#### Required task 1:
Tally how many lines of the entries contain the string "girl", treating uppercase and lowercase as different. Reply with the number only.

#### Text extract:
----------
Why laser scanners impress in thickness measurements of heavy platesOctober 06, 2021
Thickness measurement of heavy plates can be accomplished by using radiometric as well as laser-based measurement methods. Laser-based processes, such as the scanCONTROL laser scanners, offer clear advantages, which numerous users in the steel and metal processing industry appreciate.
In the past, thickness measurement of sheet metal was often carried out with radiometric methods using isotopic radiation or an X-ray source. Stability, material temperature, measuring range, offset distance and accuracy posed great challenges to alternative measurement methods at that time.
The laser technology further developed by Micro-Epsilon changes the status quo. In heavy plate applications, laser-based thickness measuring systems are superior to radiometric systems in several aspects. Micro-Epsilon's measuring systems use the company's own patented Blue Laser Technology. This laser technology delivers precise measurement results even on red-hot metals and enables measurements at temperatures up to 1,250° C (2,340° K). Accuracies of up to 20 μm are therefore achieved on slabs with a thickness of 400 mm. At these material thicknesses, systems with isotopic radiation reach their limits. Furthermore, with increasing material thicknesses, increased radiation exposure is inevitable.
The C-frame systems from Micro-Epsilon, which work with laser scanners, are equipped with protection and cooling systems for use in hot rolling mills. This enables continuous temperature monitoring and compensation, even at high object temperatures.
Different types of lasers ensure optimal results
An essential technical detail of the laser scanners is their laser technology. The red laser is used for measurement tasks in the cold rolling area. The patented Blue Laser Technology is used in the metal processing industry, especially for red-hot metals. The blue laser light uses a different wavelength range than red laser light, which means that the laser line is formed sharply on the measuring object and focused specifically on the sensor element. Special filters prevent the sensor from being blinded by the radiation intensity of the glowing target. This results in much more stable and reproducible measurement signals.
Laser line for highly accurate results
Laser line technology offers several advantages. Gaps in the signal caused by steam or particles do not affect the measurement. Sheet tilting can also be detected and compensated for and, as a result, the thickness accuracy is identical for flat sheets and tilted sheets. The laser line can also detect sheet edges. The sheet width can therefore be measured using two C-frame systems.
Simple application, high time savings
Radiometric measuring systems are maintenance-intensive and require high calibration efforts. Laser-based systems are much easier to use. They perform the calibration automatically and quickly so that it can be done between two slabs. Alloy compensation is not necessary, as the thickness measurement can be performed independently of the material or surface. CGK tests can be easily performed via the software. Maintenance is simple, limited to intermittent cleaning of the protective windows, and is usually done via the air purge. The system issues a message in the event of heavy contamination. Since the lasers used are class 3R and can be easily switched off, maintenance work can be carried out quickly and safely.
----------
#### Listing:
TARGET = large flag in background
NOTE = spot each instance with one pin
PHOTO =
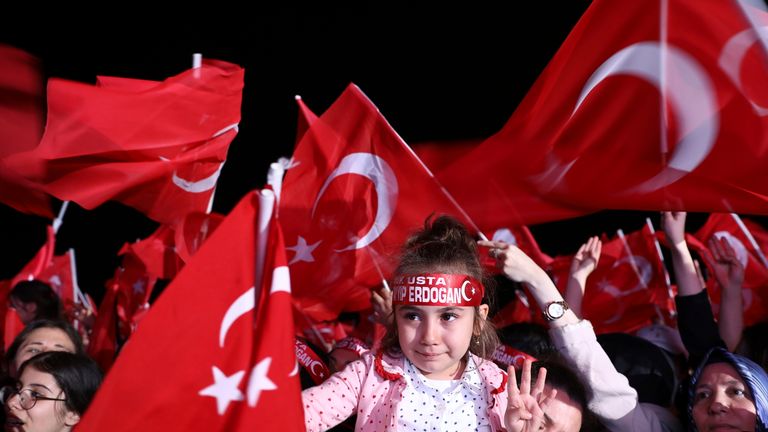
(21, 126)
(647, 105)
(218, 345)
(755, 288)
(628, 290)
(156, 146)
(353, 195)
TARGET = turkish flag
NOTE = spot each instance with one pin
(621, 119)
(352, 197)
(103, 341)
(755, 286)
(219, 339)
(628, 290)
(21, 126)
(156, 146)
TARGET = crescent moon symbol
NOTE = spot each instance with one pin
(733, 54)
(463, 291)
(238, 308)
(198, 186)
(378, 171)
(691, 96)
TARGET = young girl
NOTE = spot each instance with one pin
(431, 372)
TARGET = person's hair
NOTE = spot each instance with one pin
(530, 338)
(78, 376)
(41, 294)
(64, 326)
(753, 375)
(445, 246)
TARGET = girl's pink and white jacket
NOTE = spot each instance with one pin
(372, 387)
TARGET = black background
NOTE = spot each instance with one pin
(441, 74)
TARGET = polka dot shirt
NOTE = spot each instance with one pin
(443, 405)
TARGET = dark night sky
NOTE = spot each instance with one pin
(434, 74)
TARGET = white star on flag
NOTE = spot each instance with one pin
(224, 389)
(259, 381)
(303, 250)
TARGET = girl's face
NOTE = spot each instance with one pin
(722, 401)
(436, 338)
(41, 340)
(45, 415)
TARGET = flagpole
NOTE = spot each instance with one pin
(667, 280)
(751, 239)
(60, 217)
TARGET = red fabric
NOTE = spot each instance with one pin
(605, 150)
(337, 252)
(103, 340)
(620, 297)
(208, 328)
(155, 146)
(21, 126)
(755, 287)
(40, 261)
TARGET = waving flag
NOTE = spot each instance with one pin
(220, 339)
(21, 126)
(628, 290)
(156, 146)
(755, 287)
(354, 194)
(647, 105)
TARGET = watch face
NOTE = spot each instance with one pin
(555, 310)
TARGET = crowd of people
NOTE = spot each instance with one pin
----------
#### Required task 2:
Pick up the article on laser thickness measurement of heavy plates after its last sentence and continue it.

#### Written answer 1:
3

#### Written answer 2:
Normally acquisition and operating costs for laser-based thickness measuring systems are significantly lower than for X-ray-based measuring systems, for example. A laser diode lasts for many years and the lasers can be turned off when not in active use to further extend their life.
C-frame systems from Micro-Epsilon
Micro-Epsilon has a wide range of thickness measuring systems for different requirements and applications. C-frames are designed for use in very difficult environments, including hot rolling mills. A three-layer stainless steel housing with active cooling protects against heat radiation. In addition, the temperature inside the C-frame is continuously measured at a number of points to monitor and compensate for the lingering effects of rapidly changing ambient temperatures.
The C-frame systems can measure material up to 2.8 m wide. Two C-frames can also be combined to double this width to 5.6 m. The C-frame can be positioned anywhere in the plate width direction and also move continuously to scan the complete width, so both transverse and longitudinal thickness profiles are possible. In traversing mode, the system also measures the sheet width. Compared to a radiometric gauge, the C-frame occupies much less space in plate transport direction. This makes integration into existing lines easier.
Where are laser scanners used?
Thickness, width and length measurements in the continuous casting plant
In the continuous caster, slab thickness, thickness profile, width and length can be measured by a C-frame. Since the slab moves slowly, the user can let the C-frame scan continuously to get a thickness map of the slab in two dimensions. The measured values can then be used for the continuous caster as well as for pre-setting of the down-stream hot rolling mill.
Laser scanners in the Quarto mill
A common application for thickness gauges occurs after the mill. Here they control the rolling mill, providing measured values for adjustments and ensuring quality. Since the mills are reversing, a single C-frame can measure centerline thickness in one direction, scan the plate for thickness profile and width at stand-still and then continue the scanning as the plate moves back into the mill. When the rolling is finished, a more detailed thickness measurement can be performed before the plate goes to hot leveling and the cooling bed. This information can be used for the subsequent cutting process. As a result, the sheets meet the required specifications, which increases the material yield.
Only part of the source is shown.